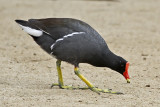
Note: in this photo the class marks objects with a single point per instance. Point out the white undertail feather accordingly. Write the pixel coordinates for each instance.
(66, 36)
(31, 31)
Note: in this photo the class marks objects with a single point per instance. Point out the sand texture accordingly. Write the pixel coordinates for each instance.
(131, 30)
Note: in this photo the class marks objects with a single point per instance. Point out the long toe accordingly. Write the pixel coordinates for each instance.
(69, 87)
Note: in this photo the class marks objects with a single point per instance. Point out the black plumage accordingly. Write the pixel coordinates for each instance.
(75, 42)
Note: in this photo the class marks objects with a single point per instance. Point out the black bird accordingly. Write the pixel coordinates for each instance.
(75, 42)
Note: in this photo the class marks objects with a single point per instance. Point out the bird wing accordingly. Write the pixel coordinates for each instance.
(57, 27)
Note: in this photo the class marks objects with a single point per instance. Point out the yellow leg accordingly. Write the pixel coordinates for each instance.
(92, 87)
(60, 79)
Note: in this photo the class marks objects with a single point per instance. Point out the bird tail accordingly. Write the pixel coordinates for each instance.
(29, 28)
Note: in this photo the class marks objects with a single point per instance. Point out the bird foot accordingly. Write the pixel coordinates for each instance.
(97, 90)
(68, 87)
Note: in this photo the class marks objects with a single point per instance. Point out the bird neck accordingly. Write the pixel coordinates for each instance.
(110, 59)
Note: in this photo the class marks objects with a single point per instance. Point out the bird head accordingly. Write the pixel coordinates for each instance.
(121, 66)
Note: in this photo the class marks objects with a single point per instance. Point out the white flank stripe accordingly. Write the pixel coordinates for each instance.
(31, 31)
(66, 36)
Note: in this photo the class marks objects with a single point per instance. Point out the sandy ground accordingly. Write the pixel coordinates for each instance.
(131, 29)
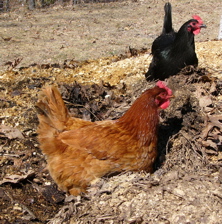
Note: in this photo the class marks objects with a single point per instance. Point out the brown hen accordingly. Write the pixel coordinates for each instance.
(80, 151)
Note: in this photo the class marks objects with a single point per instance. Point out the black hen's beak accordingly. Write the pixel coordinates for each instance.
(203, 26)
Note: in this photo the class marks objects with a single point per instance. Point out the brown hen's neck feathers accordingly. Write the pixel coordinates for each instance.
(142, 118)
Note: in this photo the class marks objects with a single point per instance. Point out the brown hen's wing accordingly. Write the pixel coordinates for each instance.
(109, 142)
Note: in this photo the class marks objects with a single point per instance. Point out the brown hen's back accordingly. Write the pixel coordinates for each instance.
(80, 151)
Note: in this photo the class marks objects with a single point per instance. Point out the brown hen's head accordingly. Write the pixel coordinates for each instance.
(163, 99)
(195, 25)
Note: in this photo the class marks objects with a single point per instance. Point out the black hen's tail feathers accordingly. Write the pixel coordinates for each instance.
(167, 24)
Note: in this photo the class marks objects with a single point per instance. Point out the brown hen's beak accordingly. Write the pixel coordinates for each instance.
(203, 26)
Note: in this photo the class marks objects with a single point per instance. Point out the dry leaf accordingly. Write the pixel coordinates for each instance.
(10, 132)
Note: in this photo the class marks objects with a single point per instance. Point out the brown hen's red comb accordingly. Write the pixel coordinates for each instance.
(198, 19)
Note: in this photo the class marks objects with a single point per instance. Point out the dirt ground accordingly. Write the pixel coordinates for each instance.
(87, 48)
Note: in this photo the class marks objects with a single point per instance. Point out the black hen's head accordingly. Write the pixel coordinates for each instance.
(194, 25)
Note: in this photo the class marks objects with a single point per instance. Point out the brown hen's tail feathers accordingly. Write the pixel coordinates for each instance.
(51, 109)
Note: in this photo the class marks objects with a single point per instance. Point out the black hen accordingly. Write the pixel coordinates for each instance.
(173, 51)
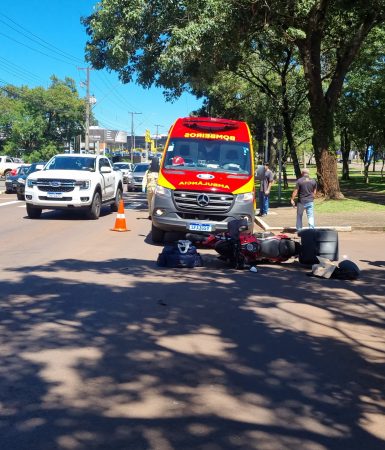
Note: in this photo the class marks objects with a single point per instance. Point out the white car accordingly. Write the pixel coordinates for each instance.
(125, 168)
(135, 178)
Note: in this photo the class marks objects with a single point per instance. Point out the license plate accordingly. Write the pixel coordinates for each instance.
(199, 227)
(54, 195)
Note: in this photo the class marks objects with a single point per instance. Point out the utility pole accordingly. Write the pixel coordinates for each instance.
(88, 108)
(156, 136)
(267, 141)
(132, 131)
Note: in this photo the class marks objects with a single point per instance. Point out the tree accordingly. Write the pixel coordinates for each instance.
(174, 44)
(364, 96)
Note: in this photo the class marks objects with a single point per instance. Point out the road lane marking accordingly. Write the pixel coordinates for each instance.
(10, 203)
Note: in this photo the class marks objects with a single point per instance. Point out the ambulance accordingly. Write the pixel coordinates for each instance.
(206, 177)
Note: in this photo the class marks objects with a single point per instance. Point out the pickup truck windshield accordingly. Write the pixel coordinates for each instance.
(71, 163)
(206, 154)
################
- [TO BE DONE]
Return every item above word for word, leaving out the pictures.

- [TASK RESULT]
Note: in this photo the class marks objects with a single point per instance. Point out the white undertail feather accordingly. Write the pixel coordinates for each instance.
(66, 36)
(31, 31)
Note: in this photo the class marks objects with a single point per instance. Point out the sand texture accordingly. Write the pixel coordinates for each instance.
(131, 30)
Note: in this photo the class marks objects with a single point per instance. Point out the long toe accordingly. Write the pixel coordinates for each instance.
(69, 87)
Note: in this photo the class marks objects with a single point per instance. Point out the black plumage accordingly. Write the pixel coordinates for each instance.
(75, 42)
Note: in this photo the class marks objects with a single point per instance. Point out the black bird accordingly. Write the pixel coordinates for each instance.
(75, 42)
Note: in this photo the class marks objects with a single point per instance. Point out the bird wing accordingly. Write the pixel coordinates for each instance.
(57, 27)
Note: in this photo the class marks objects with a single point per instance. Point out the yellow leg accordingly. Write the pixel coordinates for each instance.
(92, 87)
(60, 79)
Note: in this photo the class marks objects with a single point per instance. Point out the bird tail accordingly. Write the pixel coordinates for each instance.
(29, 28)
Note: in this photo the class marks objects with a single point per instance. Point out the bird foot accordingly. Write the pixel coordinates for each instance.
(97, 90)
(68, 87)
Note: in this photo the class marks objects with a single point per instance. Point out the bird neck accordingly. Write the pixel coordinates for each instance.
(110, 59)
Note: in this photo the class marks objects with a single point per instance. Point out the bird head accordingly. Write the pixel coordinates for each instance.
(121, 66)
Note: in this photo the class marks objects with a single point per instance. Point out the white flank stripe accordingly. Write the pixel coordinates for each instance.
(31, 31)
(66, 36)
Note: in this photo the class marks objects with a single point per instance. Point out the sandy ground accordingly. Write the pixel coordinates for each instance.
(131, 29)
Note: in this photo the class marks objects with a single point per instance. Point out the brown hen accordingly. Write the pixel coordinates for each instance.
(80, 151)
Note: in this photo the class marks objects with a single point per instance. Point out the black hen's beak accordingly. Write the pixel coordinates for each instance.
(203, 26)
Note: in this photo the class marks objects with a single point per instance. Point out the brown hen's neck feathers accordingly. Write the pixel coordinates for each instance.
(142, 118)
Note: in this photo the class marks objects with a single point per instance. Point out the brown hen's wing accordingly. Write the pixel coordinates for each instance.
(109, 142)
Note: in this photo the class marks objects with a single point per instance. Point out the brown hen's back accordingly. Write the pixel coordinates for each instance.
(80, 151)
Note: in this photo the class marks objects with a single point per instance. Point out the brown hen's head accordingly. Write the pixel coordinates for each instance.
(163, 99)
(195, 25)
Note: in this photo the class marks objects with a single point per instance. Point out the black hen's tail feathers accordingly. Write the pixel coordinates for each instance.
(167, 24)
Note: in this photo the class marks objects with a single point per instance. Point out the brown hen's beak accordingly. Write the pixel coordinates for each instance.
(203, 26)
Note: in this photo the class marks objects with a single point per instance. Point out the dry leaf accordingly. Write the pixel coordinates for each instance.
(10, 132)
Note: in this photo the class marks objects with a single point per instance. Point out the brown hen's red comb accordingly. Write the pixel coordinates for each instance.
(198, 19)
Note: in this photo the class marks objects with a single point per instance. Point out the dirt ground accordingly. Write the pixel coordinates for each instance.
(87, 48)
Note: in this photo the class marks objects with a single point per instance. Point out the black hen's head accordingly. Write the pixel coordinates for each instance.
(194, 25)
Note: in this photo the class marks objects with a single point per instance. Point out the brown hen's tail feathers accordingly. Write the pixel coordinates for each instance.
(51, 109)
Note: in this photo the class marks objects with a single point per instance. Point out the black hen accordingly. Write the pixel coordinates for each instance.
(173, 51)
Note: in this photo the class marks objects with a single point per instance. Point out the white car accordingly. Write the pixel coordinates for each instance.
(125, 168)
(135, 178)
Note: in this photo the class marks objects with a single point per instance. Point out the license plate accordingly. Write the pixel coordinates for each instance.
(199, 227)
(54, 195)
Note: in this photo the class marks objects with a single point per instance. Point out the utility pole accordingly. Write the pixel coordinates for each instance.
(88, 108)
(156, 136)
(267, 141)
(132, 131)
Note: in this photo the class marks objects with a single point per instance. Point out the tree accordingly. Write the pixel coordinates for each instance.
(174, 44)
(364, 96)
Note: in this photo the class marks objects with a single point per instance. Point out the road lane marking accordingly. Write the pixel coordinates for each instance.
(10, 203)
Note: in this photo the class marks objects with a single point per instance. Point out the ambulance accordingly. Write the pixel coordinates for each instance.
(206, 177)
Note: in this photo the class marks objects with a single point per instance. Point out the pickup truck windshield accordingly. Write the pixel coordinates for each instance.
(71, 163)
(206, 154)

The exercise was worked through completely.